(Problem to work on)
Answer these questions from the lecture notes on conditional probability.
(a) What is the act of updating probabilities based on partial information called?
(b) In Texas Hold 'Em, how many private "hole" cards and how many shared "community" cards make up a player's hand?
(c) In the poker example, how many outcomes does the multiplication rule give for the sample space?

Lecture 13: Conditional Probability

Lecture 13: Conditional Probability#

STATS 60 / STATS 160 / PSYCH 10

Concepts and Learning Goals:

Conditional probability
Independence
Bayes’ rule

Probability and partial information#

Stock market: we made an investment based on a prediction that a company will do well. How can we update our forecasted profits based on news stories?
- Example: any company that relies on import/export costs is sensitive to tariffs
- Example: any company that relies on making foodstuffs with grains is sensitive to weather and the war in Ukraine
Weather: yesterday you read that there is a 50% chance of rain today. When you woke up there were no clouds. No you think rain is probably less likely.
Texas Hold ‘Em: In this variant of poker, each player’s hand is made up of two private “hole” cards, and 5 shared “community” cards which are revealed in stages. As the community cards are revealed, you know more about how strong your hand is.

Conditioning is the act of updating probabilities based on partial information.

Conditional probability#

For events $A,B$, the conditional probability of $A$ given $B$ is the probability that $A$ happens, given that we know $B$ happens. We write

\[ \text{the conditional probability of $A$ given $B$ = } \Pr[A \mid B] \]

And sometimes we say the probability of $A$ given $B$.

Example: poker hands#

Example: In poker, your own hand gives you information about other players’ hands!

Let $A$ be the event that your rival has at least one ace.

Let $B$ be the event that your $5$-card hand has all $4$ aces in it.

What is the sample space? How many outcomes are there?

The sample space is the space of all pairs of 5-card hands.

By the multiplication rule, there are $52 \times 51 \times \cdots \times 43$ outcomes.

Example: poker hands#

Example: In poker, your own hand gives you information about other players’ hands!

Let $A$ be the event that your rival has at least one ace.

Let $B$ be the event that your $5$-card hand has all $4$ aces in it.

What is the probability of $A$, $\Pr[A]$?

(Record set)
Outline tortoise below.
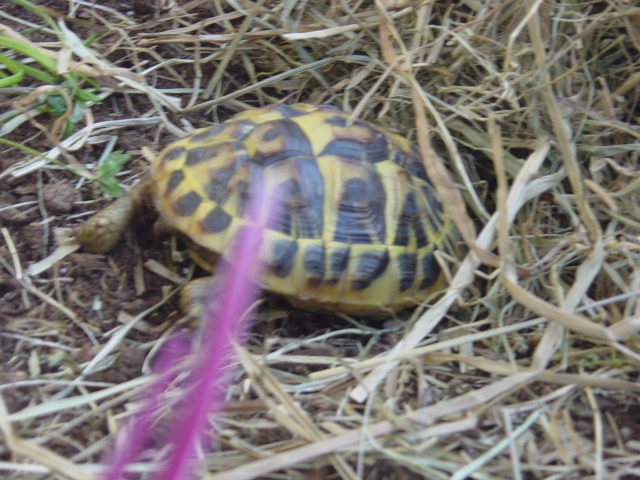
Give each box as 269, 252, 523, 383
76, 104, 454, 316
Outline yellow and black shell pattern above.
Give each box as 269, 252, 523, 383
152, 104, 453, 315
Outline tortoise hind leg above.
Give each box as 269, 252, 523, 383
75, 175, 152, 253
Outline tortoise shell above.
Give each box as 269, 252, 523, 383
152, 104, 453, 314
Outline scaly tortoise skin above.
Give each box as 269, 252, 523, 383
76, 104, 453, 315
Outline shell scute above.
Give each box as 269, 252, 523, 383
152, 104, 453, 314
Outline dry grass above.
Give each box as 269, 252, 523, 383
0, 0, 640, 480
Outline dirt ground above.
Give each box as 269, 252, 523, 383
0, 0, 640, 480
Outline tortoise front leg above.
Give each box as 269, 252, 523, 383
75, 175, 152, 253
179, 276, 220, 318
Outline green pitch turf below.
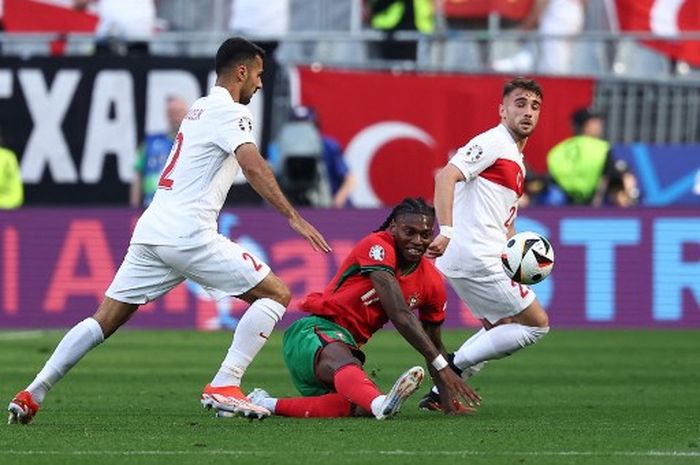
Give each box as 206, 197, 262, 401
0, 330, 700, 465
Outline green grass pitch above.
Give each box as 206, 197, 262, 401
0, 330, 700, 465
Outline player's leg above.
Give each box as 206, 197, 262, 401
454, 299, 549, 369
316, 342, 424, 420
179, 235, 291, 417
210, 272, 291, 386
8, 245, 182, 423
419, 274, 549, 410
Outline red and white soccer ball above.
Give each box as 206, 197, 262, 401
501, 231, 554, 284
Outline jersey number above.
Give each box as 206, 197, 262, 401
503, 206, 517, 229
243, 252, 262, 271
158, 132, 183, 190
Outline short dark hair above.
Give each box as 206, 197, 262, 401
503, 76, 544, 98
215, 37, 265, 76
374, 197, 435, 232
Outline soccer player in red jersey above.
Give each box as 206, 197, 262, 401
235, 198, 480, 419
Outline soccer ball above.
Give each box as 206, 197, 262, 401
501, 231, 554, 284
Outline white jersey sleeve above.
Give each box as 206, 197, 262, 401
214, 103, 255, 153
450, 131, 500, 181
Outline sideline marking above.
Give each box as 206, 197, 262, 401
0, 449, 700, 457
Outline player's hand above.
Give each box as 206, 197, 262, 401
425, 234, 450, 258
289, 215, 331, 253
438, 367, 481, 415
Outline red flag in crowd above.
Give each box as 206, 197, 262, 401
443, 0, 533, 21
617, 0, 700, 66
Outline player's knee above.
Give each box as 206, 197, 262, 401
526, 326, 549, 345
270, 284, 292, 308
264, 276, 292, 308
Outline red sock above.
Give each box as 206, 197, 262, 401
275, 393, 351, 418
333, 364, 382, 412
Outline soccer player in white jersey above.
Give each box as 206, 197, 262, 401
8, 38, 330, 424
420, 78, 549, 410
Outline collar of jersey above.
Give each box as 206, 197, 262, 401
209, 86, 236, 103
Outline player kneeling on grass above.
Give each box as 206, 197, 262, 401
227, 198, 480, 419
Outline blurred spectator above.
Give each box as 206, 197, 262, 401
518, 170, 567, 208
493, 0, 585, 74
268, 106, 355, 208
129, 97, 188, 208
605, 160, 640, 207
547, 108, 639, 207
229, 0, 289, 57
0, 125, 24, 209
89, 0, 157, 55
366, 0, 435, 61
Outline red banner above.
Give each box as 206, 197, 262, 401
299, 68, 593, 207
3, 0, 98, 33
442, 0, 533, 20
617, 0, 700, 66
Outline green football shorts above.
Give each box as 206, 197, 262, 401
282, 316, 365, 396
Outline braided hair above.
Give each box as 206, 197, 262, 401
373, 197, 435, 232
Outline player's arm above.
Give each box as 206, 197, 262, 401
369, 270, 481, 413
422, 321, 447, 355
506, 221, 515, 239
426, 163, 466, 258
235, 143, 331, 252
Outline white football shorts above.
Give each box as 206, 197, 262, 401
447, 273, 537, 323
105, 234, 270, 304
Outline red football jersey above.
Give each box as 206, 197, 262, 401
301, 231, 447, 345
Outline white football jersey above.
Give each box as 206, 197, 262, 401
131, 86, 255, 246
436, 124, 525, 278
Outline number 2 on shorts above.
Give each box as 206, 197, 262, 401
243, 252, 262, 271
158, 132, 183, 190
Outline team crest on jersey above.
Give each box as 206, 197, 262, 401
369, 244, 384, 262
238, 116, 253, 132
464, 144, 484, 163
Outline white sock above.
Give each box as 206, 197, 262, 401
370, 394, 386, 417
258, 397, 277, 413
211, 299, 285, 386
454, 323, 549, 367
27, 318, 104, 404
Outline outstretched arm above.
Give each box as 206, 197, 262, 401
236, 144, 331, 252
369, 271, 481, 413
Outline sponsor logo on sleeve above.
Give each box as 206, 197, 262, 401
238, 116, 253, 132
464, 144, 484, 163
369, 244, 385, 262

(Answer box)
(a) Conditioning.
(b) Two hole cards and five community cards.
(c) 52 × 51 × ⋯ × 43 outcomes.